## START SOURCE DOCUMENT
During the 2014 Gaza War, Hamas executed more than 20 Palestinians in the Gaza Strip.

According to an Amnesty International report, 23 Palestinians were executed by Al-Qassam in the course of the 2014 conflict, and 16 of those people had been in prison since before the war began. Some were on trial for espionage, but those trials were suddenly cut short. From among the executed, 6 were killed by a firing squad outside a mosque in front of hundreds of spectators, including children. Amnesty claimed that Hamas used the cover of the war, which had a very heavy death toll, to carry out summary executions, to settle scores against opponents under the pretext they were collaborators with Israel. They were also accused of torture.

Most of these executions of alleged collaborators occurred in response to the IDF assassinating Muhammad Abu Shamala and Raed Attar, and the unsuccessful attempt to assassinate Mohammed Deif, which instead killed his 27-year-old wife, Widad, and his 7-month-old son Ali Deif. The following day, 18 of the suspected collaborators were executed by firing squad. The day after that, the body of Deif's 3-year-old daughter, Sarah, was recovered from the rubble of the same home.

=== 2015 and January 2016 sentencing ===

The Palestinian Center for Human Rights reported in December 2015 that Hamas issued nine death sentences in 2015. Hamas had sentenced four Gazans to death during the first weeks of 2016, all on suspicion of spying.

=== Mahmoud Eshtewi (February 2016) ===

In February 2016, Al Qassam claimed they had executed Mahmoud Rushdi Eshtewi (محمود رشدي اشتيوي), (Note: Sometimes spelled "Mahmoud Ishtiwi".) one of the group's leading commanders, for very ambiguous reasons. Eshtewi was survived by his two widows and his three children. Most reliable sources at the time described the charges as unnamed or undefined. The stated reason was "for behavioral and moral violations to which he confessed" (تجاوزاته السلوكية والأخلاقية التي أقر بها). Whatever it may refer to, the confession was probably obtained by torture. Before his death, his family had been told that the death penalty charge - treason (giving information to Israel that causes the deaths of Palestinians) - had been dropped. There is some suspicion that Eshtewi died in custody and was shot after death, from reports of people who saw his body before burial and thought the bullet wounds looked suspicious. The New York Times and other media from the USA interpreted the vague charges as a reference to a "homosexual relationship".
## END SOURCE DOCUMENT
## START RECORD EXCERPTS
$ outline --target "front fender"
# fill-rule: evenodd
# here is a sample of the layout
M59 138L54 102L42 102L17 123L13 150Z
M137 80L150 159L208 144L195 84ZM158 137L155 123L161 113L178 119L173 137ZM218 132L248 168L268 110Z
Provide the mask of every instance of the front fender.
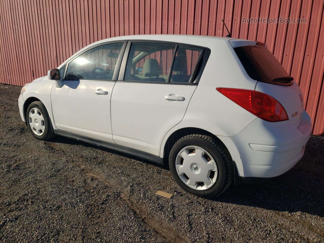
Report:
M25 100L24 106L25 104L28 102L29 98L33 97L41 101L47 110L53 128L56 129L51 102L51 91L54 82L52 80L47 79L45 77L41 80L32 82L28 84L26 91L22 94Z

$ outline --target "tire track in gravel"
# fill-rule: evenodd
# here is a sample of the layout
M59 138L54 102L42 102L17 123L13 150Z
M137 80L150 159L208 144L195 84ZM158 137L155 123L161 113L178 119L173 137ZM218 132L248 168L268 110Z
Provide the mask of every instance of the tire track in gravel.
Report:
M55 150L65 153L65 150L56 143L48 141L45 141L44 143ZM81 161L84 159L81 156L76 157L76 158ZM121 198L133 212L134 214L156 232L162 239L168 242L177 243L185 243L188 242L186 239L184 239L166 224L161 220L158 221L152 215L148 214L145 208L139 205L123 188L107 180L104 176L94 171L88 167L75 160L73 161L72 162L80 168L81 173L85 176L94 179L103 183L108 187L119 189L121 192L120 196Z

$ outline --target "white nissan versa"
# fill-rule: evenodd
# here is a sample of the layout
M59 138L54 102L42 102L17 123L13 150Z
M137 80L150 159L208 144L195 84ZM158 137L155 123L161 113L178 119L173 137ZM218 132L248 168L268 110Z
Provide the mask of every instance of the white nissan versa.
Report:
M25 85L18 103L36 138L57 134L168 163L183 189L210 197L300 159L311 123L293 79L263 43L121 36Z

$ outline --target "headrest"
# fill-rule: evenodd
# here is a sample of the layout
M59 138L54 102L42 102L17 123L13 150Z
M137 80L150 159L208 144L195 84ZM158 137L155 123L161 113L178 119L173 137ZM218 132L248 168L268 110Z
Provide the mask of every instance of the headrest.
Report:
M180 72L186 73L186 72L185 72L187 69L185 60L181 56L176 56L174 58L174 62L172 68L172 72Z
M143 73L145 77L157 77L161 73L160 65L156 59L148 59L144 63Z

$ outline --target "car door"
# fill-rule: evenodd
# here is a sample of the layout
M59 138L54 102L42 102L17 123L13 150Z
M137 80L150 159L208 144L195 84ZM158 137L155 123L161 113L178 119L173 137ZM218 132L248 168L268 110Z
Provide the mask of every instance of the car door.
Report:
M111 96L113 139L158 156L163 137L181 121L197 87L193 74L203 49L136 41L126 50Z
M101 44L68 63L62 85L51 92L58 129L113 143L110 99L125 46L122 41Z

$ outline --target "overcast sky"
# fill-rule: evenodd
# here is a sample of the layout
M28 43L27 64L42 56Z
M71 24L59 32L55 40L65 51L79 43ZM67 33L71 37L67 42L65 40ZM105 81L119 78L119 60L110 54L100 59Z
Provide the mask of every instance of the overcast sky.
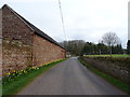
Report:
## END RECORD EXCERPTS
# INSTRUCTIONS TO FOLLOW:
Check each statement below against the text on Hamas executions in Gaza above. For each, answer yes or no and quote the deciding words of the text.
(a) According to Amnesty International, 23 Palestinians were executed by Al-Qassam during the 2014 conflict.
(b) Six of the executed were killed by a firing squad inside a mosque.
(c) The Palestinian Center for Human Rights reported that Hamas issued twelve death sentences in 2015.

# WRITTEN SOLUTION:
(a) Yes: "23 Palestinians were executed by Al-Qassam in the course of the 2014 conflict"
(b) No: "6 were killed by a firing squad outside a mosque"
(c) No: "Hamas issued nine death sentences in 2015"